• AVAILABLE DATA:
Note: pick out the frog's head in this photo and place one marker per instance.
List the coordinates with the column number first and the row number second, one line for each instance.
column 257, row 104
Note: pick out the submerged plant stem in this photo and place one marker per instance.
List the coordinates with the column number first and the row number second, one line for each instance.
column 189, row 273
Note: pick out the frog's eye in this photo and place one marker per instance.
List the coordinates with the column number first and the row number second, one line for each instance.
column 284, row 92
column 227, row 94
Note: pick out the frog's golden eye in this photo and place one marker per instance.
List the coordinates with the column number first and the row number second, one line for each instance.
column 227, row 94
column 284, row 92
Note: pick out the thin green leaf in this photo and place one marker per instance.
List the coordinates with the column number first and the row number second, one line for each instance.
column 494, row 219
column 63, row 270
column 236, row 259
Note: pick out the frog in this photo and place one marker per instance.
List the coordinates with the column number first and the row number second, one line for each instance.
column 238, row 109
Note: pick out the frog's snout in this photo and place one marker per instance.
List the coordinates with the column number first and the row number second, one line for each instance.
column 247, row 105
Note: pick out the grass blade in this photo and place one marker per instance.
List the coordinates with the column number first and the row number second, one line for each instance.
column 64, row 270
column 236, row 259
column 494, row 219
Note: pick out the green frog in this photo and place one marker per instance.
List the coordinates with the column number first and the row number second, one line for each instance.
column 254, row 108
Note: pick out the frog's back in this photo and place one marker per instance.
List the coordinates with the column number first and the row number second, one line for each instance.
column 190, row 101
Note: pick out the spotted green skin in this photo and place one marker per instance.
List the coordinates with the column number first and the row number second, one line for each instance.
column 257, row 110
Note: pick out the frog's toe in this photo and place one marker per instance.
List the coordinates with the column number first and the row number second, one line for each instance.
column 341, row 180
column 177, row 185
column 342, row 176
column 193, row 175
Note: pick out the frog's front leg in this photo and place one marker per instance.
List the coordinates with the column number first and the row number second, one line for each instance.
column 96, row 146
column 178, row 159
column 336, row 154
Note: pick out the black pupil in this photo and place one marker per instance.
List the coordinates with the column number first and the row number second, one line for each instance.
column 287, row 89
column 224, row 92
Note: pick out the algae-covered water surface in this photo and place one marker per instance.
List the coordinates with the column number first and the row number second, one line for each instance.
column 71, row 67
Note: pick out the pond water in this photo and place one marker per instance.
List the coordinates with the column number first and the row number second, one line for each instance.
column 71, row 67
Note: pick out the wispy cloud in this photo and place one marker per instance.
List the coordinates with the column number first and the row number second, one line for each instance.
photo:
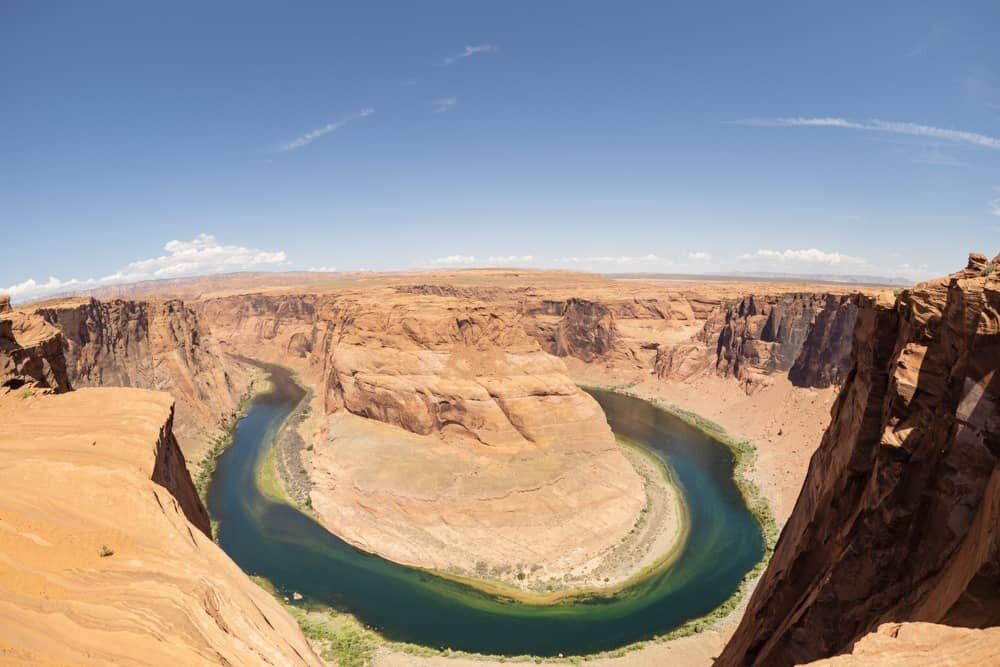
column 443, row 104
column 612, row 259
column 510, row 259
column 804, row 256
column 313, row 135
column 937, row 157
column 876, row 125
column 451, row 260
column 202, row 254
column 469, row 51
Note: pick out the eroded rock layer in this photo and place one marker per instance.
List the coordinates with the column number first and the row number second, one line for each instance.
column 106, row 548
column 899, row 517
column 454, row 441
column 154, row 344
column 31, row 355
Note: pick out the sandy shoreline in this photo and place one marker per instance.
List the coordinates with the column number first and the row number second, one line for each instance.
column 661, row 536
column 652, row 546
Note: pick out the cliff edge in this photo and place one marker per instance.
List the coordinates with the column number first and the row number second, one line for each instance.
column 899, row 516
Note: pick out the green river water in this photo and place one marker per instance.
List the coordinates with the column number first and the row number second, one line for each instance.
column 296, row 554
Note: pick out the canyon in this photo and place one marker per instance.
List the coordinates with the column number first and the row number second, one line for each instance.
column 446, row 429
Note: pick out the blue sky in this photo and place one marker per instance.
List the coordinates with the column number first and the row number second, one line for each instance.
column 195, row 137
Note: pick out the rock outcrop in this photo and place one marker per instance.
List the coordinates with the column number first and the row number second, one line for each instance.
column 757, row 336
column 920, row 645
column 107, row 558
column 825, row 357
column 898, row 517
column 31, row 353
column 452, row 439
column 154, row 344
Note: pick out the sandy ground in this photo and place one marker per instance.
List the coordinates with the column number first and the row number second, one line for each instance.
column 99, row 564
column 427, row 510
column 786, row 424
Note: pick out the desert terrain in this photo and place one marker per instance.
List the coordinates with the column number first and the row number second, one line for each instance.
column 446, row 429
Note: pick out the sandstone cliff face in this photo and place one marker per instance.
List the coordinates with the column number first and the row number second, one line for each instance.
column 452, row 439
column 921, row 645
column 30, row 353
column 899, row 517
column 97, row 468
column 152, row 345
column 825, row 357
column 804, row 334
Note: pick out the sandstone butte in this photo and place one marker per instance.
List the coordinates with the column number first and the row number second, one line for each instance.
column 467, row 378
column 106, row 548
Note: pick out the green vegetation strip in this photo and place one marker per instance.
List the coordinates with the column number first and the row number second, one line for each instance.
column 219, row 444
column 343, row 640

• DIRECTIONS: Where the data above reaches the line holding "Note: pick out the black", begin printing, and stop after the line holding "Note: pick out the wispy". Each line must be reproduced exactly, with nothing else added.

• RESULT OF THIS TASK:
Note: pick out the black pupil in this photo and place one marker per instance.
List the coordinates with the column number first and the row number second, one line for each instance.
column 287, row 89
column 224, row 92
Note: pick out the algae-covered water surface in this photo and place one marker per instance.
List the coordinates with the column number first and the row number second, one line for each instance.
column 71, row 67
Note: pick out the pond water in this photo and place one marker per instance.
List the coordinates with the column number first and the row number second, one line for each instance.
column 71, row 67
Note: pick out the wispy cloud in this photo and place one marker per instance.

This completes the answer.